Instruction »
Can you arrange every line of the material below as a JSON list of strings, one string per line, with blank lines left out?

Data drawn from a collection

◇ ◇ ◇

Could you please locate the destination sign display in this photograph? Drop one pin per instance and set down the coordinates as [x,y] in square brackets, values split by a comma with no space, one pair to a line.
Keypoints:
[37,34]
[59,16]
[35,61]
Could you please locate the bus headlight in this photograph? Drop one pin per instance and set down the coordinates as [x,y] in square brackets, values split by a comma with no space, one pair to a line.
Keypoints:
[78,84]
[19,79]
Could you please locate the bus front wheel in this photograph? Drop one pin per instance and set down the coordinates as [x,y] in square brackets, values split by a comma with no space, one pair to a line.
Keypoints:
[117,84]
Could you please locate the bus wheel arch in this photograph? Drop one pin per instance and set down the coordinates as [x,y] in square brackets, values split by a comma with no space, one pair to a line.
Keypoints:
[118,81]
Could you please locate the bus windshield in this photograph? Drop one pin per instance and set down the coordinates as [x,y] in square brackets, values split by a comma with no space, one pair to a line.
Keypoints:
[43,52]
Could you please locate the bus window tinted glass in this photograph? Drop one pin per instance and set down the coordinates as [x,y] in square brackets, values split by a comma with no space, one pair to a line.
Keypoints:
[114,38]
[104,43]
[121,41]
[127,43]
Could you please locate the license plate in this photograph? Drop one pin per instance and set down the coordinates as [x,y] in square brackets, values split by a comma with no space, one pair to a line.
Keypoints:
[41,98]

◇ ◇ ◇

Task result »
[
  "Could you please locate the destination sign display in this photograph? Drop one pin per instance and set down the coordinates as [x,y] in square brackets, values split by a comma with no space, one pair to a line.",
  "Keypoints:",
  "[37,34]",
  "[59,16]",
  "[35,61]",
  "Could you please locate the bus headlight in this photograph? Drop one pin per instance and set down the coordinates as [x,y] in square brackets, values split by a comma with no space, one pair to a line.",
  "Keypoints:",
  "[78,84]",
  "[19,79]",
  "Could you please locate the bus front wheel in this photograph? Drop one pin per instance and set down the coordinates as [x,y] in square brackets, values split by a comma with no space, one pair to a line.",
  "Keypoints:",
  "[117,84]",
  "Could you please locate the bus wheel arch in this photograph? Drop one pin per instance and set down the coordinates as [x,y] in square brackets, values split by a comma with no space, one pair to a line.",
  "Keypoints:",
  "[118,81]",
  "Could you please locate the bus windshield in this photograph? Drop one pin per instance and set down the coordinates as [x,y] in square brackets, values split by a comma with no space, one pair to a line.",
  "Keypoints:",
  "[43,52]",
  "Could you please locate the bus window tinted glass in this photograph? Drop one pin per instance and set down the coordinates as [x,y] in square brackets, values split by a comma with no space, one pair to a line.",
  "Keypoints:",
  "[114,38]",
  "[104,43]",
  "[121,41]",
  "[127,43]",
  "Could you please locate the license plate in this photograph? Drop one pin per instance and set down the coordinates as [x,y] in square brackets, values split by a comma with no space, one pair to a line.",
  "Keypoints:",
  "[41,98]"
]